Work instruction ->
Without the pictures, set down the records below word for word.

[Data records Boundary: Start]

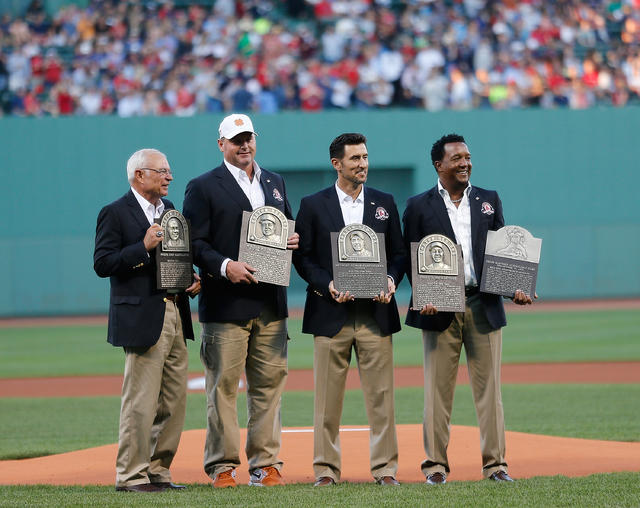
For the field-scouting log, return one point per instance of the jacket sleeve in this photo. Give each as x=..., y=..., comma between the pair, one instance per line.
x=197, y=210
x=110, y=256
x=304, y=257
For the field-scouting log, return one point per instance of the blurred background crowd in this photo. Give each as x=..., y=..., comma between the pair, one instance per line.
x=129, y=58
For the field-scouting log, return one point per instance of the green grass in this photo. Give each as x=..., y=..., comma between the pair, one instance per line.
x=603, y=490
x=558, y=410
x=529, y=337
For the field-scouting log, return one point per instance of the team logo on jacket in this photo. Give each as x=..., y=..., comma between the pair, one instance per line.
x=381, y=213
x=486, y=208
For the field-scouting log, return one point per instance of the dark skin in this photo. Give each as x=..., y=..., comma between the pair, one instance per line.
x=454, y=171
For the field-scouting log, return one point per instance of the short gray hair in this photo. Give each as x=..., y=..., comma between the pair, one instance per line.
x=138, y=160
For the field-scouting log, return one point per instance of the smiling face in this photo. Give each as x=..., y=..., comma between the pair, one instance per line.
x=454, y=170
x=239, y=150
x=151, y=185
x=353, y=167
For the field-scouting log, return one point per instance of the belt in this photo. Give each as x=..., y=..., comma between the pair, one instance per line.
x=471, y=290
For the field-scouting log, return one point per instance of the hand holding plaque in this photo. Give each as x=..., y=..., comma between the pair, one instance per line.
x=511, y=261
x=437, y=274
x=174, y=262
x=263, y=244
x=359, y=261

[Data records Boundary: End]

Problem solution ->
For the field-scouting log, return one point per instance of the jacket sleeve in this photo. Give each as x=..., y=..., comma between the pair, one instance per line.
x=197, y=210
x=110, y=256
x=304, y=257
For the field-scouting log, return one point per instance of the blurred background crowd in this photo. Give each as x=..., y=..., comma between the pair, one instance per line.
x=129, y=58
For the field-scouting log, return one point per instance of the green grass in this photo. Give each as x=..., y=..., comma between the pair, one instance per line.
x=603, y=490
x=558, y=410
x=529, y=337
For the field-scouting log, return one point per instance of the team logo on jacket in this photo. Give each as x=..., y=..., comma between the pair, one instance per line.
x=381, y=213
x=486, y=208
For the field-scouting log, return one point per instance of the dark skin in this photo. Give each as x=..., y=..., comma between the pair, one instance per line.
x=454, y=171
For the field-scouting log, return one point per instance of the short gray hair in this photo. Give each as x=..., y=..., comma between the pair, one instance per line.
x=138, y=160
For the field-scouting log, return one point per instance of the smiling face in this photo. Give each as x=..., y=..., comma between the pair, one instance per line.
x=454, y=170
x=239, y=150
x=151, y=185
x=353, y=167
For the field-scouting log, return one point per instance of the belt in this photo. Give each as x=..., y=..., comma between the pair, one instance per line.
x=471, y=290
For the field-scouting log, return one point per instance of the hand holding plaque in this photo. Give each as x=..., y=..., comma between the pair, one instance per line.
x=511, y=261
x=437, y=274
x=174, y=262
x=263, y=244
x=359, y=261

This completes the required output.